__TASK TO COMPLETE__. Print the rows verbatim, from the first one through the line containing "x=403, y=399", with both ends included.

__PROVIDED DATA__.
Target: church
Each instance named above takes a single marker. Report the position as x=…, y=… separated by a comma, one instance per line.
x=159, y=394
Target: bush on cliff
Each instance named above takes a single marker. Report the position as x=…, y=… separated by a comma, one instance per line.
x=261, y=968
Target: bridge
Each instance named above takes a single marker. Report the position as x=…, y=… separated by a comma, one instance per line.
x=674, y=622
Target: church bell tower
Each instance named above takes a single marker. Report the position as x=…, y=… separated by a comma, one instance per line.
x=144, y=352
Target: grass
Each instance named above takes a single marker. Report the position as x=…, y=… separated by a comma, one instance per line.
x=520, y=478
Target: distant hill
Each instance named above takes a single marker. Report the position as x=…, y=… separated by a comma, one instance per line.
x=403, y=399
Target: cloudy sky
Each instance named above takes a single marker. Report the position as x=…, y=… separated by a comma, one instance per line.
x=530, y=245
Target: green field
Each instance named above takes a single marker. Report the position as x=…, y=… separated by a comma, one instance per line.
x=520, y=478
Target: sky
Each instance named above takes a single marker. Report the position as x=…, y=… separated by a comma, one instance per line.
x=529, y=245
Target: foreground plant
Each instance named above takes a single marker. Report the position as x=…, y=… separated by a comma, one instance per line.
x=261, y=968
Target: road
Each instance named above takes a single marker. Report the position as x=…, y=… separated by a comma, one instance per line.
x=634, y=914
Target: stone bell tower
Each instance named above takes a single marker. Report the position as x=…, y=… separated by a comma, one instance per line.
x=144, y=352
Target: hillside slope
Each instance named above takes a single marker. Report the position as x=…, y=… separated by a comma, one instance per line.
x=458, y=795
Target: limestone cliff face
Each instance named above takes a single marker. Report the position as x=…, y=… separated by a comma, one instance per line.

__TASK ANSWER__.
Target: church
Each instance named above takes a single marker. Report the position as x=…, y=… separated by a comma, one instance per line.
x=159, y=394
Target: bush on cliff
Each instance named above takes a single marker. Report the position as x=…, y=… separated by a comma, one instance per line.
x=261, y=968
Target: bridge
Each instance named above takes a single marker. Report the position as x=…, y=… separated by a comma, one instance per line.
x=674, y=622
Target: church bell tower
Each instance named above takes a single marker. Report the position as x=…, y=… separated by a comma, one instance per line.
x=144, y=352
Target: grass
Each instance named above takes a single marker. Report the position as x=…, y=… separated by a comma, one instance per line.
x=520, y=478
Target: distant hill
Each instance named above takes a single marker. Report the position as x=…, y=… separated by a comma, one instance per line.
x=403, y=399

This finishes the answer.